** Data under study follows **

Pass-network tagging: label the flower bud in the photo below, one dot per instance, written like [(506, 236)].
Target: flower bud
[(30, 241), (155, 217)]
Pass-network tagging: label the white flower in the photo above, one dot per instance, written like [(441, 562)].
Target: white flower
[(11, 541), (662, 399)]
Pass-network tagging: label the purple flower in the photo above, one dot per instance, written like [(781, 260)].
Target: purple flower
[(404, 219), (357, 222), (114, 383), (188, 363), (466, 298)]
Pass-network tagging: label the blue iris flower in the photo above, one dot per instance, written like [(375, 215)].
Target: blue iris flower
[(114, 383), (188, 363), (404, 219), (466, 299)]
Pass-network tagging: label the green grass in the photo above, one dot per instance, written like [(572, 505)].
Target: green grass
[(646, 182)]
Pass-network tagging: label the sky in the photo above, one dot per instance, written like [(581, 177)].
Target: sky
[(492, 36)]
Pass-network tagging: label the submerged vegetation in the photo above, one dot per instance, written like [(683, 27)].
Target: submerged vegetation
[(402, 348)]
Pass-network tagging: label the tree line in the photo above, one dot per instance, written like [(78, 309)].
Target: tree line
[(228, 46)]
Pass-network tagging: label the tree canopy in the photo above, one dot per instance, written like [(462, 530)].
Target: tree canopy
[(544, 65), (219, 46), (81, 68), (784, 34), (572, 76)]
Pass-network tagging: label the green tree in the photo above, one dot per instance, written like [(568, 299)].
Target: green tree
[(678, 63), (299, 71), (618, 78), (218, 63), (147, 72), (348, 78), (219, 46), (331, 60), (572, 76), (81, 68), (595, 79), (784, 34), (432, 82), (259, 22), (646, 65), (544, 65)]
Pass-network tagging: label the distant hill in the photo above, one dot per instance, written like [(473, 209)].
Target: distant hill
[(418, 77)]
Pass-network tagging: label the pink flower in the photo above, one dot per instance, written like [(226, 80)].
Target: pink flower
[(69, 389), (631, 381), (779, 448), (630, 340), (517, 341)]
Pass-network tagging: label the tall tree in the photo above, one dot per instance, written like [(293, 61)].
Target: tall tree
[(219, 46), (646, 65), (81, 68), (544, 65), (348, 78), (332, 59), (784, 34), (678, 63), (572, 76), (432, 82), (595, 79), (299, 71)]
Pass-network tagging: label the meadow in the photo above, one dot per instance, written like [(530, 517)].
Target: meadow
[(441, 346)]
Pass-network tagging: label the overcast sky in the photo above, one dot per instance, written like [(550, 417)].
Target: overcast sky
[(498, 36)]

** End of Data under study **

Make an exact copy of all the entries above.

**Reply to the task**
Pass-network tagging: label the flower bud in the photo below, one dot per instance, written like [(506, 236)].
Target: flower bud
[(30, 241), (155, 217)]
Pass-network tagging: label the white flower in the photo above, one dot per instance, written like [(441, 562)].
Target: white flower
[(11, 541), (662, 399)]
Pass-network tagging: label the purple flower in the photo above, one dot per instance, written like [(781, 260)].
Target: purple flower
[(404, 219), (357, 222), (114, 383), (188, 363), (466, 298)]
Pass-network tagging: label the blue iris flower in the photo above, one dot per instance, written like [(375, 215)].
Target: blue iris flower
[(114, 383), (188, 363), (404, 219), (466, 299)]
Pass-network tagging: label the green grass in the photo above, one dot per instance, written like [(572, 505)].
Target: green grass
[(646, 182)]
Pass-network tagging: label the sky in the photo above, one dot per instance, written like [(581, 177)].
Target: sky
[(492, 36)]
Pass-network tagging: label the submerged vegetation in the photo above, one dot per instance, written like [(683, 27)].
Target: submerged vegetation
[(402, 348)]
Pass-network tagging: label the tree line in the photo above, one dot per instance, written like [(78, 309)].
Target: tree line
[(228, 46)]
Pass-network tagging: label the tree canopy in the photo above, one dot per instance, written like [(462, 530)].
Target: tree canopy
[(544, 65), (219, 46), (81, 68), (784, 34), (572, 76)]
Pass-network tagging: label the green tree in the photo above, one dot per instance, written like [(568, 299)].
Target: green tree
[(678, 63), (299, 71), (618, 78), (218, 63), (147, 72), (348, 78), (219, 46), (331, 60), (572, 76), (81, 68), (595, 79), (784, 34), (432, 82), (259, 22), (646, 65), (544, 65)]
Pass-network tagging: label the distant hill in the photo above, one dot per instance, written like [(473, 209)].
Target: distant hill
[(418, 77)]
Pass-network tagging: label the pink flower in the photo above, one dot per instance, written like [(226, 80)].
Target: pink flower
[(69, 389), (631, 381), (779, 448), (630, 340), (517, 341)]
Pass-network tagging: label the tall tree in the photo above, one dot per instance, written like [(293, 61)].
Target: tall tree
[(219, 46), (646, 65), (81, 68), (544, 65), (348, 78), (332, 59), (784, 34), (678, 63), (572, 76), (432, 82), (595, 79), (299, 71)]
Pass-network tagging: label the meadow in the photo above, one dot per instance, written like [(530, 517)].
Target: meadow
[(441, 346)]
Pass-network tagging: label the overcast sky in the photo above, one dot per instance, written like [(550, 417)].
Target: overcast sky
[(498, 36)]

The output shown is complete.